◆ Descripción de la tarea
Prosiga el artículo sobre los monumentos y puentes de La Habana a continuación de su última oración.

◆ Artículo

··········

El monumento más antiguo que se conserva en La Habana es una lápida funeraria. Se erigió a la memoria de María de Cepero y Nieto, dama principal de la ciudad, en el mismo lugar donde, según la tradición, cayó mortalmente herida en 1557, de un disparo casual de arcabuz, mientras rezaba en la Iglesia Parroquial Mayor.

Al derribarse dicho templo, en 1777, se trasladó el monumento a la esquina de Obispo y Oficios, casa solariega de los Cepero, y en 1914 pasó a formar parte de los fondos del entonces incipiente Museo Nacional. Allí estuvo hasta 1937 cuando, por iniciativa del historiador Emilio Roig, se restituyó a su lugar original, que es el que ocupa desde finales del siglo XVIII el Palacio de los Capitanes Generales, actual Museo de la Ciudad.

Se trata de una lápida pequeña, de piedra, orlada con una cruz y la cabeza de un ángel. Tiene una inscripción en latín que, traducida, dice:

«Casualmente herida por un arma aquí murió Dª María Cepero en el año de 1557. Pr. Nr. A. M. (Padre Nuestro. Ave María)».

Puente Almendares

El puente que como continuación de la Avenida 23, en el Vedado, cruza sobre el río Almendares, se proyectó en 1905, en momentos en que Emilio Núñez, general del Ejército Libertador, era el gobernador de La Habana.

La segunda intervención militar norteamericana, en 1906, impidió el comienzo de la obra. Su construcción se inició el 1ro. de diciembre 1908, siendo gobernador el general Ernesto Asbert, nombre que, en definitiva, se dio al puente.

··········

Filas de datos de anotación con recuadros:
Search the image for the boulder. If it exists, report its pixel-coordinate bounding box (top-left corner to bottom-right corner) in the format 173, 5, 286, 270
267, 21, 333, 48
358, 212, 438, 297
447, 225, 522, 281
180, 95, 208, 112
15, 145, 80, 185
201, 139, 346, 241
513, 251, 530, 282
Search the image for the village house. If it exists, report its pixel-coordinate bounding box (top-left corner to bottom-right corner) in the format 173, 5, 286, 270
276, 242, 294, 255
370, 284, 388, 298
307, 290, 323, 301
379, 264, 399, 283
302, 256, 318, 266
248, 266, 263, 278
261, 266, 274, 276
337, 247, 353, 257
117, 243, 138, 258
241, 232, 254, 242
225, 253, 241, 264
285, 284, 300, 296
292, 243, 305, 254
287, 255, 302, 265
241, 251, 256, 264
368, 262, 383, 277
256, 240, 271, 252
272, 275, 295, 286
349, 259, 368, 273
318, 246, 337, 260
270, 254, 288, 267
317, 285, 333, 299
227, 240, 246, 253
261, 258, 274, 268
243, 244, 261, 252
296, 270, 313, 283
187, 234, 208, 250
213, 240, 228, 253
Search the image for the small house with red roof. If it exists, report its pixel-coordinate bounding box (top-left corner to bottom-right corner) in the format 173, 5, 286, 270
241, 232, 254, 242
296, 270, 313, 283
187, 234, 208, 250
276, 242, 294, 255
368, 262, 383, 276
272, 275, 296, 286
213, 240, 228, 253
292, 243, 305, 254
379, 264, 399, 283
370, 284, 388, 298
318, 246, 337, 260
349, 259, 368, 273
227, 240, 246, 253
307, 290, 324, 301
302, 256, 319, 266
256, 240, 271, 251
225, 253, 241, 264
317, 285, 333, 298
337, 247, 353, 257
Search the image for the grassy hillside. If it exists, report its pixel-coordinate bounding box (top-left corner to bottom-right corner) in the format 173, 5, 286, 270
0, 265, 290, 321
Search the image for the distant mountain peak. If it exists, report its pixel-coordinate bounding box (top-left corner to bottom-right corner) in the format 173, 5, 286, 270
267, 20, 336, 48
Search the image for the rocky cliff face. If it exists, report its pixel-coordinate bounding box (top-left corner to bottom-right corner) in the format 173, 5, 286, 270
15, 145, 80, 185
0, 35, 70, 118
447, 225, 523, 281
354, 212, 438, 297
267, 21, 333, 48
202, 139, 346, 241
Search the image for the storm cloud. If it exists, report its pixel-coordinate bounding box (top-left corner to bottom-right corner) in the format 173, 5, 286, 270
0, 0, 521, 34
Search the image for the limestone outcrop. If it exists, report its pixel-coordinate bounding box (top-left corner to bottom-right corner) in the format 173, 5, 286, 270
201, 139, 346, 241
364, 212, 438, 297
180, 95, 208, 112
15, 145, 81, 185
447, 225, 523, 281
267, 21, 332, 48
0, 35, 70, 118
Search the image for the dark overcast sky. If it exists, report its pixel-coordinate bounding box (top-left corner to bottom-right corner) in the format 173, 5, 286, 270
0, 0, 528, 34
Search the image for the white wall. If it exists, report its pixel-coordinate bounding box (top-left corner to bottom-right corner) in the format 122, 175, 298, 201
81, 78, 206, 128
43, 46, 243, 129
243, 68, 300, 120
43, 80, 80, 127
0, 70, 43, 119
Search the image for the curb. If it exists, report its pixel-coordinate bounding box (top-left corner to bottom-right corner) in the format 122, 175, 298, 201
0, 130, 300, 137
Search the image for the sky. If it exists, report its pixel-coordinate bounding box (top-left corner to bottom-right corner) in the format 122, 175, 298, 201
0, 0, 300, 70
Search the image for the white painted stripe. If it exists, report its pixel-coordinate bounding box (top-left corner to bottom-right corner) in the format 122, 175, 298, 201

··········

◆ Respuesta del ejercicio
La obra contó con un presupuesto inicial de 179 482 pesos, pero por alteraciones del proyecto, el Estado debió aportar 80 000 pesos más para concluirla.

En agosto de 1910 se autorizó a la Havana Electric a colocar en el puente una doble vía que permitiría el paso de los tranvías. La misma se mantuvo hasta enero de 1952, cuando esos vehículos dejaron de funcionar, y se procedió a pavimentar el paso.

En 1921 se había inaugurado, también sobre el Almendares, el puente de Pote, que enlazó al Vedado con la Quinta Avenida de Miramar.

Crecía la ciudad

La Habana crecía hacia el oeste y para facilitar su expansión se imponía vencer los obstáculos naturales que la frenaban.

El centro histórico habanero se poblaba cada vez más. Proliferaban las casas comerciales, las oficinas y los almacenes. Sus calles se hacían demasiado ruidosas y transitadas. Ante el deterioro de la zona más céntrica de la capital, las familias de mayores recursos buscaron otros sitios donde asentarse. El Cerro gozó de preferencia en determinado momento, pero ya desde fines del siglo XIX la aristocracia y la burguesía cubana emigraron hacia el Vedado.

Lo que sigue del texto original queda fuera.